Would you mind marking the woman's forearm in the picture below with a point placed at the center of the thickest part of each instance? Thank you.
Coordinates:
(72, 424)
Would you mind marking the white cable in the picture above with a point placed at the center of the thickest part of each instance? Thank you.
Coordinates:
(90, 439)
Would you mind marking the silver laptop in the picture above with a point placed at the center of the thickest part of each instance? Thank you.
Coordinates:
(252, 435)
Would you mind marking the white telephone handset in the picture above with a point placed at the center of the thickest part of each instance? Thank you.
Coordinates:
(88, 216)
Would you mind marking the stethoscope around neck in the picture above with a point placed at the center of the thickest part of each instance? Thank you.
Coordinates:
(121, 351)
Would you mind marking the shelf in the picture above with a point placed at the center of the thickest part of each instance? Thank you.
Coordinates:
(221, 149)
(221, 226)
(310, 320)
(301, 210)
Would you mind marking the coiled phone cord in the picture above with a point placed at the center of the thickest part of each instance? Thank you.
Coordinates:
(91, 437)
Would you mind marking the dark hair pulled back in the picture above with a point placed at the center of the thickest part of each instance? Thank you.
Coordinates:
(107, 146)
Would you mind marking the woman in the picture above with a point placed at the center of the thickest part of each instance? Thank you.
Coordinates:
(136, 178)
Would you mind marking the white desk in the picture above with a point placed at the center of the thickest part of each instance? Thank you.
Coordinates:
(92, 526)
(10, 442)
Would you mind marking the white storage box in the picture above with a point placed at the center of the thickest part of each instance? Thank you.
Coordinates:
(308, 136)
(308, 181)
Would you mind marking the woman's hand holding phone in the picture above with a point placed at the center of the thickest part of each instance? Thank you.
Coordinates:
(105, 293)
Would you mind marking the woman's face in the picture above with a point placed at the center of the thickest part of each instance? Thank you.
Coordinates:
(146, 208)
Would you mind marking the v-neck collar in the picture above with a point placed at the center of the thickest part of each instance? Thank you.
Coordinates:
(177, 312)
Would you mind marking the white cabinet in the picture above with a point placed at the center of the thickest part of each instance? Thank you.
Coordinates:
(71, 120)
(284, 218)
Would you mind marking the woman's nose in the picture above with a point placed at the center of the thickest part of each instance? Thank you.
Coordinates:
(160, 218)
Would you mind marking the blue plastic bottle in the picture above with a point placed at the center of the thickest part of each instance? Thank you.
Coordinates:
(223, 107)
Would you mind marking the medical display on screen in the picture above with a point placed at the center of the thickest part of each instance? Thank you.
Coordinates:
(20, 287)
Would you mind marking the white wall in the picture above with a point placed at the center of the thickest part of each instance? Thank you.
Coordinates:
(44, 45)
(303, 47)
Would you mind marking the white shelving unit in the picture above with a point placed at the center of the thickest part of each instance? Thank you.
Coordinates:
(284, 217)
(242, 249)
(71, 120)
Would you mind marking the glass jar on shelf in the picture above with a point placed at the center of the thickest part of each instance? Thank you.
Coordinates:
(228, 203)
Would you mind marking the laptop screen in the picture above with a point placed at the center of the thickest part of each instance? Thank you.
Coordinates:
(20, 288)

Task to carry out
Check each line of the data above for the word "laptop" and copy the ones where it is found.

Response to this task
Would you mind marking the silver laptop in the picture above with a point placed at the center of the thickest part of each instance? Thank you.
Would you mind marking the laptop screen in the picture above with a point placed at the center of the thickest part of each instance? Thank you.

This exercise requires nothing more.